→ SET PROBLEM
Copy the material from the line containing "Spot the white door" through the end of the material, keeping every line. Raise each coordinate in the answers by 43.

--- begin THE DATA ---

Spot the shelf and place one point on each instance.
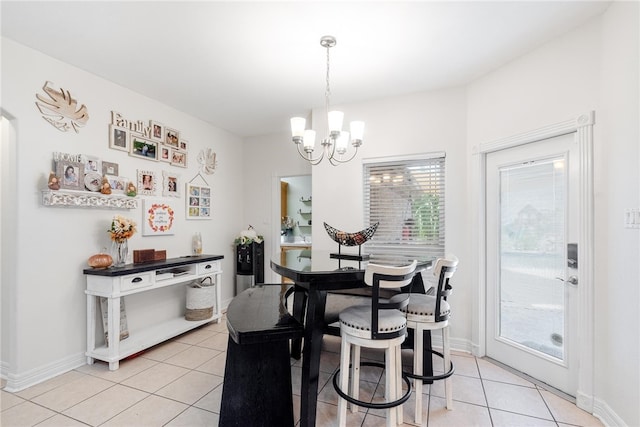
(87, 199)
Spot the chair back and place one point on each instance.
(443, 270)
(385, 276)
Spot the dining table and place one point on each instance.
(314, 274)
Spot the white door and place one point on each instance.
(532, 232)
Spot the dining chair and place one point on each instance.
(379, 324)
(427, 313)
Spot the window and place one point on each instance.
(406, 196)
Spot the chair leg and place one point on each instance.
(418, 337)
(390, 384)
(355, 377)
(345, 353)
(446, 350)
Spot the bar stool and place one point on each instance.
(380, 324)
(427, 313)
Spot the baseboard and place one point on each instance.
(18, 382)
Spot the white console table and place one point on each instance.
(116, 283)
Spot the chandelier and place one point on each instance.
(336, 143)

--- end THE DATA ---

→ OUTPUT FOR THIS EXERCISE
Spot the white door and place one point on each instance.
(575, 275)
Spot the dining chair and place one point on each instance.
(422, 367)
(470, 356)
Spot the window and place one point on each instance.
(449, 239)
Spot the chair leg and place one point on each instance.
(461, 380)
(433, 427)
(398, 420)
(388, 396)
(489, 393)
Spot the bar stool and place one point on each instance.
(423, 367)
(470, 356)
Spot the baseboard and place one point on each instance.
(61, 425)
Spot the white console table and place one point on each instance.
(159, 326)
Spot the chandelier and place one point on each instance.
(379, 186)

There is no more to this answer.